[DATA IN THIS EXERCISE Boundary: Start]

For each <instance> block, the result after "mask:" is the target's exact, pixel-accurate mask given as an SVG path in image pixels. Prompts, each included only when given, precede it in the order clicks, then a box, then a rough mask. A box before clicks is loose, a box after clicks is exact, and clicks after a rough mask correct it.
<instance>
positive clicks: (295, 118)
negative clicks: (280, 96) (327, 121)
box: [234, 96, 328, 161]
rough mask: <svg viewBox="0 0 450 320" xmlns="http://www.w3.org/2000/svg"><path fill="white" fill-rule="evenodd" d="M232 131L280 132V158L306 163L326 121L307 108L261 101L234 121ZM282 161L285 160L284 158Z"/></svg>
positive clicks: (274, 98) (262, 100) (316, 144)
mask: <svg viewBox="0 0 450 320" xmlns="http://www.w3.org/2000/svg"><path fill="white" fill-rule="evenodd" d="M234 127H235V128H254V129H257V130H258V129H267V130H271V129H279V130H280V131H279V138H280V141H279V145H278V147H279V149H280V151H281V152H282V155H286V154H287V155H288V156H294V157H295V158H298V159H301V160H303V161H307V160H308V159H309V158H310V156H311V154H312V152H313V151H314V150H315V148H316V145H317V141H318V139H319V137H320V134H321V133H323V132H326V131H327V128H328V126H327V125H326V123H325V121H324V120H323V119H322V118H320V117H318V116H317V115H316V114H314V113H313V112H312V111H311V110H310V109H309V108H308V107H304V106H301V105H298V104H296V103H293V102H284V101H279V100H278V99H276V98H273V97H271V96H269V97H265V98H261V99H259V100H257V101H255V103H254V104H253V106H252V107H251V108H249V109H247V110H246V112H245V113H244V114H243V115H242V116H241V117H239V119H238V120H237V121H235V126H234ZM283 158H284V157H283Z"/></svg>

[DATA IN THIS EXERCISE Boundary: End]

- _ACTIVITY_:
Arrange as a numbered list the lines of the records from the line with "rough mask: <svg" up to and including the line with "positive clicks: (274, 98)", leaving out any blank lines.

- _RESULT_:
1. rough mask: <svg viewBox="0 0 450 320" xmlns="http://www.w3.org/2000/svg"><path fill="white" fill-rule="evenodd" d="M232 131L280 132V158L306 163L326 121L307 108L261 101L234 121ZM282 161L285 160L284 158Z"/></svg>
2. positive clicks: (274, 98) (262, 100) (316, 144)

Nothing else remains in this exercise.